> [FRAGMENTO DE TEXTO]:
———

# El agua está helada



## tigger_uhuhu

Algun experto podría ayudarme?
Acabo de ver en otro hilo que aseguran que "agua" es masculino, y de hecho yo hasta hace poco estaba seguro de que lo era y que era correcto decir "el agua está frío"
Pero alguien me dijo que no es masculino ni femenino, sino neutro y por lo tanto se usa el artículo en masculino pero el calificativo en femenino:
"el agua está fría"
 
¿Alguien tiene algo concreto?
Saludos y gracias


----------



## Ceni

Agua es femenino siempre, en castellano no existe el neutro. Lo que no se muy bien es porque se utiliza el articulo "el", quiza porque agua empieza por "a"?
Esperemos que algun experto nos lo aclare!


----------



## Ceni

La frase correcta es "El agua está fría". Eso seguro.


----------



## Fernando

Amén. Si miráis en la parte inferior de la pantalla este asunto ya se ha discutido.


----------



## Ceni

Gracias Fernando


----------



## diegodbs

tigger_uhuhu said:
			
		

> Algun experto podría ayudarme?
> Acabo de ver en otro hilo que aseguran que "agua" es masculino, y de hecho yo hasta hace poco estaba seguro de que lo era y que era correcto decir "el agua está frío"

———

> [DATOS EXTRAÍDOS]:
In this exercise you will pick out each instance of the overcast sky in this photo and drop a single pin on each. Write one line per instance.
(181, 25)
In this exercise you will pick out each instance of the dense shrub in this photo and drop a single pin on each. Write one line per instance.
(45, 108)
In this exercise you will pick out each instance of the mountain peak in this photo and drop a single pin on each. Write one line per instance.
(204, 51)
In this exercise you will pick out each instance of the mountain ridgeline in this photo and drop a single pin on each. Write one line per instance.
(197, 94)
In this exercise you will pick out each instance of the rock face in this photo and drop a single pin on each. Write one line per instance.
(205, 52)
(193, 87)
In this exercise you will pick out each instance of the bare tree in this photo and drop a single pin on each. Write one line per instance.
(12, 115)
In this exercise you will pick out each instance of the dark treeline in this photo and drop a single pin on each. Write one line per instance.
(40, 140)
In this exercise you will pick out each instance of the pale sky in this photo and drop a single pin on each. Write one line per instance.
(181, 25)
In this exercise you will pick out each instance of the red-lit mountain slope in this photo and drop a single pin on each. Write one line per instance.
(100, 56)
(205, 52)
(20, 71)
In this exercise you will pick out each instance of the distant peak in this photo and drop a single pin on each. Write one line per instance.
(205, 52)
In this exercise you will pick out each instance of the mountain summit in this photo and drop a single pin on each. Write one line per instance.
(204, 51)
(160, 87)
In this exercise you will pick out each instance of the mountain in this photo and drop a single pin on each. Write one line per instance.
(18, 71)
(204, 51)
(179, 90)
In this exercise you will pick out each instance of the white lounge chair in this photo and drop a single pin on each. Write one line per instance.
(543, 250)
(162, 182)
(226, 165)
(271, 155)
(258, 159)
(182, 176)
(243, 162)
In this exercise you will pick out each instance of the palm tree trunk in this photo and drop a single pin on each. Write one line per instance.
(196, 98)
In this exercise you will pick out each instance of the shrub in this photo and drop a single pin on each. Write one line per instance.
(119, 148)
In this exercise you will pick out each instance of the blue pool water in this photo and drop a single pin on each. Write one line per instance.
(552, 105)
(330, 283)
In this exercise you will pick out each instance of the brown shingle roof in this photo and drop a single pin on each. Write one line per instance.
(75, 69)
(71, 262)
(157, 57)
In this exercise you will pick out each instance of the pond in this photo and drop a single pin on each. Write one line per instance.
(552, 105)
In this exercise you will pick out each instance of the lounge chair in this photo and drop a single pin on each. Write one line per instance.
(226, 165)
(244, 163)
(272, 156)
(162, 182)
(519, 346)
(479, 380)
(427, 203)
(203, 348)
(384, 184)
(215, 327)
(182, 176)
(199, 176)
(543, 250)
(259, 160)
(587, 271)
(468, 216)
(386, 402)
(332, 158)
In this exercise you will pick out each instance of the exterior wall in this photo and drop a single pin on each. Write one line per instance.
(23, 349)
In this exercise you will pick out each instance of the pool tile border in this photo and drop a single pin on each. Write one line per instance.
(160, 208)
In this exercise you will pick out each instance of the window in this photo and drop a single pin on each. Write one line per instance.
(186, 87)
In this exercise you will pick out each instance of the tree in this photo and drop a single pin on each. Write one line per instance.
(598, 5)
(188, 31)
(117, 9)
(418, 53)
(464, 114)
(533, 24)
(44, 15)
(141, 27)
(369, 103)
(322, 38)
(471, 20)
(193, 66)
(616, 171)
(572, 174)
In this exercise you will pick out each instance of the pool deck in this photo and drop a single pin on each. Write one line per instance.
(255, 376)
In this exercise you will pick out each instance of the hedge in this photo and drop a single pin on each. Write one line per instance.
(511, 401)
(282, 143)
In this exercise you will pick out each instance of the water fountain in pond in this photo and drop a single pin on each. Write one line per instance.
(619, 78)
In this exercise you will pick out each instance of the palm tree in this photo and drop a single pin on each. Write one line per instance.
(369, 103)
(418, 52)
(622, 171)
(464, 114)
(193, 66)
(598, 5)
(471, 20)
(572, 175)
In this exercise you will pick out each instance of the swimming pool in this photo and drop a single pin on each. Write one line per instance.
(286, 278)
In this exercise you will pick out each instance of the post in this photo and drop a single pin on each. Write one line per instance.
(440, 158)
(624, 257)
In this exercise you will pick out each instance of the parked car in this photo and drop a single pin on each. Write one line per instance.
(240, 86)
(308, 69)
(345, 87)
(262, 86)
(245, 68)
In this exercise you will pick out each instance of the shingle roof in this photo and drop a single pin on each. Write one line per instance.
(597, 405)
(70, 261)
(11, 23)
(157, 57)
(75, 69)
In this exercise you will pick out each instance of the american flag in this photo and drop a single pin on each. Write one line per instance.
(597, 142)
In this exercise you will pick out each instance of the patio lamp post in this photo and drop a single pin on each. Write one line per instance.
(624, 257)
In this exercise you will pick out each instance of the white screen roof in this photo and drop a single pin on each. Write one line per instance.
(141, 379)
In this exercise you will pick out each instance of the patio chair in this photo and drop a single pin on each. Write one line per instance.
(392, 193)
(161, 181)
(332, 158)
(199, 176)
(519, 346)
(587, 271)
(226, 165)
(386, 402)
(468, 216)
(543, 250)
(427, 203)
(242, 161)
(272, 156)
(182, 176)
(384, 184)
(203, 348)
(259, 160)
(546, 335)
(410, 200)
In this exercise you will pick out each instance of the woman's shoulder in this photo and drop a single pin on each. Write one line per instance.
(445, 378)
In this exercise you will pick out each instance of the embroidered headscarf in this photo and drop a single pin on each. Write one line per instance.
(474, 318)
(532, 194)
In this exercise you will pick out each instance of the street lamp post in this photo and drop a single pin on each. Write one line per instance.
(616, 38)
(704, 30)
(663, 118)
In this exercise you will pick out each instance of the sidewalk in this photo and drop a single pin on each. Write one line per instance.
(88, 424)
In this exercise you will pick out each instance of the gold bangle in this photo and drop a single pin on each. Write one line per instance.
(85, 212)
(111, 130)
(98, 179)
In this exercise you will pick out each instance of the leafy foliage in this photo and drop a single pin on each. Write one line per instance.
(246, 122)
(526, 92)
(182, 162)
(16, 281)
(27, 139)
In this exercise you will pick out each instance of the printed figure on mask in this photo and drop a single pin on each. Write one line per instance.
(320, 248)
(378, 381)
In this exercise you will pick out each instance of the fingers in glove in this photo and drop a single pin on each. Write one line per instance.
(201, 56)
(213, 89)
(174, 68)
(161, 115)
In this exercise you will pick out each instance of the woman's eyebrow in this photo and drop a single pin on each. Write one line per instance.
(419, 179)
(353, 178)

———

> [QUÉ HACER]:
Responde estas preguntas sobre el hilo del foro acerca de "el agua está fría":
1. Según lo que alguien le dijo a tigger_uhuhu, ¿de qué género es la palabra "agua"?
2. ¿Qué frase señala Ceni como la correcta?
3. ¿En qué parte de la pantalla dice Fernando que hay que mirar para ver que el asunto ya se discutió?
Las entradas son material aparte y no tienen relación con el hilo.

> [RESPUESTA COMPLETA]:
1. Ni masculino ni femenino, sino neutro.
2. "El agua está fría".
3. En la parte inferior de la pantalla.